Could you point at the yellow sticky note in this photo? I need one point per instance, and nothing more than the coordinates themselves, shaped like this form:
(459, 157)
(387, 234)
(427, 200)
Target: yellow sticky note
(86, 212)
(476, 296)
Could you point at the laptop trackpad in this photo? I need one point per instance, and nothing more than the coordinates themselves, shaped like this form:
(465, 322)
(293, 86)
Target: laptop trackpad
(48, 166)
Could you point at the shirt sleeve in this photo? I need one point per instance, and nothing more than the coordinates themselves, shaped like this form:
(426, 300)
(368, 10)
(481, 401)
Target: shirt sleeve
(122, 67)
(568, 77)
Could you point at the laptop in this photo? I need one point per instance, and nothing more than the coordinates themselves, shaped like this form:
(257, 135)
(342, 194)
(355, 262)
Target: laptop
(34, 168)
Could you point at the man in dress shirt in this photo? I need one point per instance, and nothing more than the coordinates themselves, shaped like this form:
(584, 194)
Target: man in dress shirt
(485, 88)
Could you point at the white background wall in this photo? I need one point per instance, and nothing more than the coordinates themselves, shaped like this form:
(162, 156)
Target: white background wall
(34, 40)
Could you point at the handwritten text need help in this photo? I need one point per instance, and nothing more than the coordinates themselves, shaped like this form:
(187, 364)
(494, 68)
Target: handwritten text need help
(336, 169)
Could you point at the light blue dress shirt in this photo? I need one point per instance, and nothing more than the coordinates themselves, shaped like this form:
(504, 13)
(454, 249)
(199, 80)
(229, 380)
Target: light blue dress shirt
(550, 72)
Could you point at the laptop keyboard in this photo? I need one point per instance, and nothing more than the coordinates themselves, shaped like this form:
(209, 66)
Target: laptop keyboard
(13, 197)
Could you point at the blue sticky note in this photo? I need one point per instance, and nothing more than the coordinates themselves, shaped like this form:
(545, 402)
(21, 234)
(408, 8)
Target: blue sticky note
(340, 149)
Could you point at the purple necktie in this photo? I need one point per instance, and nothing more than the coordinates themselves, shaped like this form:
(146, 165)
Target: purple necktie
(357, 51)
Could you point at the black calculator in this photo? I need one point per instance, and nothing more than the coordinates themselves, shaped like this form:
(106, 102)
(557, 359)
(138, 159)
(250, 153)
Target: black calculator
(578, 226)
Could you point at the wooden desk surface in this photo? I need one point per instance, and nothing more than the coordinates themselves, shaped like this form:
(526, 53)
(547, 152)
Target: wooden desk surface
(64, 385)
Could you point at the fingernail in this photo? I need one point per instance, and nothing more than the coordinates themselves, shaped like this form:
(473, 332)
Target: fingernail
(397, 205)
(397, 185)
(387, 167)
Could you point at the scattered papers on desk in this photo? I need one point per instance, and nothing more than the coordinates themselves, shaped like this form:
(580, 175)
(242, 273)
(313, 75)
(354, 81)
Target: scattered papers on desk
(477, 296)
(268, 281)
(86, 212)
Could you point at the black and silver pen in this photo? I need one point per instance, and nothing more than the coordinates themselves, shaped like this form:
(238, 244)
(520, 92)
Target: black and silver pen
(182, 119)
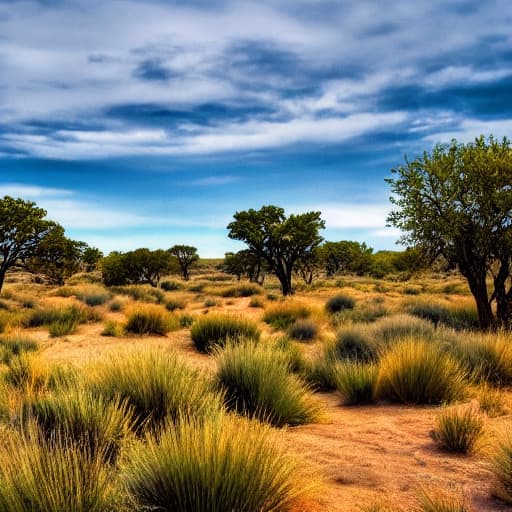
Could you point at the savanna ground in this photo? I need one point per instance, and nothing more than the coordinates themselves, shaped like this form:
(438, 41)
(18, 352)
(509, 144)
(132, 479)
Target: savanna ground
(355, 457)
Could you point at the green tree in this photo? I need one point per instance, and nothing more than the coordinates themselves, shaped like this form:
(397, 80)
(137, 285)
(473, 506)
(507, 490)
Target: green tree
(56, 256)
(279, 240)
(22, 227)
(456, 202)
(186, 256)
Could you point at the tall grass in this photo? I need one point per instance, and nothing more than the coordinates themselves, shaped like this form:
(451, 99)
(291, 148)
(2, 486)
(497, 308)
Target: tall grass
(283, 314)
(83, 418)
(217, 465)
(41, 475)
(258, 382)
(215, 330)
(156, 385)
(458, 429)
(419, 372)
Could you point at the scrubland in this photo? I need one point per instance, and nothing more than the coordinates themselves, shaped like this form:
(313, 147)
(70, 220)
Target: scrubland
(355, 394)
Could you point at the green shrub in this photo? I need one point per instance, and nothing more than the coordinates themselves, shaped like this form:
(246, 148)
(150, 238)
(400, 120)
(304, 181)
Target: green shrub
(458, 430)
(502, 467)
(283, 314)
(339, 303)
(215, 330)
(355, 382)
(303, 330)
(151, 319)
(113, 328)
(258, 382)
(219, 464)
(419, 372)
(353, 344)
(41, 475)
(242, 290)
(82, 418)
(156, 385)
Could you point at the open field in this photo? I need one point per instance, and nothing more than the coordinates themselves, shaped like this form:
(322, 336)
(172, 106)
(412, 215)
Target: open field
(377, 454)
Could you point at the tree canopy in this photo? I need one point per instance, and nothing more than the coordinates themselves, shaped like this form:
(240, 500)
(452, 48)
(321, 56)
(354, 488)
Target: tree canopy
(279, 240)
(457, 202)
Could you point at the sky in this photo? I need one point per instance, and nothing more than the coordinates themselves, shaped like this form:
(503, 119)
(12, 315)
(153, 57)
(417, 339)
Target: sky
(150, 123)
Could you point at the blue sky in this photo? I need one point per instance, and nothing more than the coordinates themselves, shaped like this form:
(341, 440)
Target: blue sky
(146, 124)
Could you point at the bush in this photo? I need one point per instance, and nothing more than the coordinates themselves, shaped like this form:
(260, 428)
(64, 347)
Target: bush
(353, 344)
(458, 430)
(283, 314)
(156, 385)
(82, 418)
(355, 382)
(502, 467)
(258, 382)
(339, 303)
(41, 475)
(150, 319)
(215, 330)
(242, 290)
(303, 330)
(419, 372)
(221, 463)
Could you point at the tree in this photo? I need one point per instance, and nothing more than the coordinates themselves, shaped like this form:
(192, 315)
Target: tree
(141, 266)
(279, 240)
(186, 256)
(22, 227)
(456, 202)
(56, 256)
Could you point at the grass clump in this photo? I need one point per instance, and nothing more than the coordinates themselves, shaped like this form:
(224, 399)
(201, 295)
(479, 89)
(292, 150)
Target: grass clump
(458, 430)
(355, 382)
(41, 475)
(85, 419)
(219, 464)
(150, 319)
(284, 314)
(156, 386)
(339, 303)
(215, 330)
(258, 382)
(303, 330)
(419, 372)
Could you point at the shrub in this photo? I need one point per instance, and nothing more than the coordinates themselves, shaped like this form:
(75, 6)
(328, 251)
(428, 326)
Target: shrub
(419, 372)
(394, 328)
(258, 382)
(221, 463)
(41, 475)
(355, 382)
(156, 385)
(150, 319)
(113, 328)
(87, 420)
(242, 290)
(339, 303)
(303, 330)
(215, 330)
(170, 286)
(502, 467)
(283, 314)
(353, 344)
(457, 430)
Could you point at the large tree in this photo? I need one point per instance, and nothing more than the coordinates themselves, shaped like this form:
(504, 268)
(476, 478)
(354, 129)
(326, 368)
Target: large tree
(186, 256)
(457, 202)
(22, 227)
(279, 240)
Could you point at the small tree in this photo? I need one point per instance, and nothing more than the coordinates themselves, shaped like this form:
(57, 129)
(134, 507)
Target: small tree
(22, 227)
(186, 256)
(279, 240)
(457, 202)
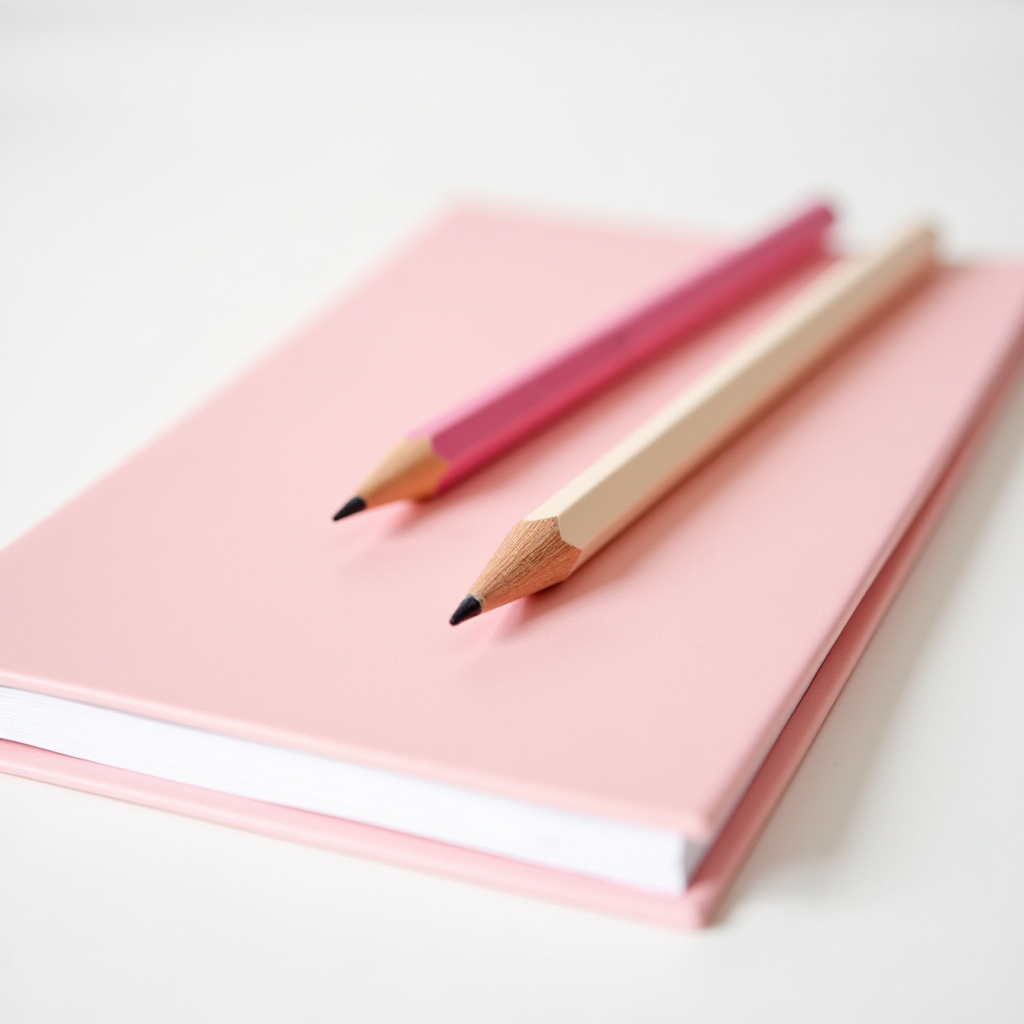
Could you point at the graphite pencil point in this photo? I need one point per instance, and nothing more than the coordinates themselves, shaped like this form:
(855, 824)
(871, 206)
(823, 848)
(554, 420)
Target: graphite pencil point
(469, 608)
(350, 507)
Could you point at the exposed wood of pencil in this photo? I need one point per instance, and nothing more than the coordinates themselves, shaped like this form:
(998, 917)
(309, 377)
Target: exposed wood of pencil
(632, 476)
(411, 470)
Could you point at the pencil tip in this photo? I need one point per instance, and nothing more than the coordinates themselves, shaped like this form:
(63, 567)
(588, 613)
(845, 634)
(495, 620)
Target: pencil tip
(470, 606)
(350, 507)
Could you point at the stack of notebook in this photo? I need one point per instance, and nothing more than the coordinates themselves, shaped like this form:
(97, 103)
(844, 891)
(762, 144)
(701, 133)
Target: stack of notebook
(194, 633)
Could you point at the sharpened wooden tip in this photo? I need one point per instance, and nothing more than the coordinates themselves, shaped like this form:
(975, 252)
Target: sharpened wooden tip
(531, 557)
(411, 471)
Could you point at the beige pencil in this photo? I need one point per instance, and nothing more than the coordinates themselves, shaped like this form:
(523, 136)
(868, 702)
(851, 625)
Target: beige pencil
(572, 525)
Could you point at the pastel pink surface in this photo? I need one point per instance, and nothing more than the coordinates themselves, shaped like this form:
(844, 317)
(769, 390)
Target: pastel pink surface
(205, 584)
(491, 423)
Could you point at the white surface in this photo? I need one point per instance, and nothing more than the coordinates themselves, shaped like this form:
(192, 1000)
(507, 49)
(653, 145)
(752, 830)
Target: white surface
(180, 184)
(631, 854)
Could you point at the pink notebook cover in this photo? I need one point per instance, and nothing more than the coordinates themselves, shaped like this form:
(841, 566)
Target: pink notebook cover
(204, 583)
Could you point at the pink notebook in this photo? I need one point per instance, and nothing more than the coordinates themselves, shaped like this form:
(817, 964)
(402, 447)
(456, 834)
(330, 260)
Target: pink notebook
(673, 684)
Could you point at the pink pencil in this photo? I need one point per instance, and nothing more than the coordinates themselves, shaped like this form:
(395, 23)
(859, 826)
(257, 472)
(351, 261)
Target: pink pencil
(437, 456)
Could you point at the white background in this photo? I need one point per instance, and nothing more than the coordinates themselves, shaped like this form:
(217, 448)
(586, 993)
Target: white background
(180, 184)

→ WRITTEN EXERCISE:
Write out the records as a numbered list, leaving out blank lines, from the line holding "Could you point at the pink pencil" through the end of the records, inclusive.

→ CORRECT ANSWER:
1. Could you point at the pink pencil in this photo? I need one point per instance, and nothing more than the coordinates themselves, shaped like this form:
2. (395, 23)
3. (859, 826)
4. (257, 472)
5. (351, 261)
6. Target: pink pencil
7. (437, 456)
8. Could you point at the white background in this photo? I need one point per instance, and nothing more than the coordinates themselves, shaped like this form:
9. (217, 448)
10. (586, 993)
11. Target: white background
12. (180, 184)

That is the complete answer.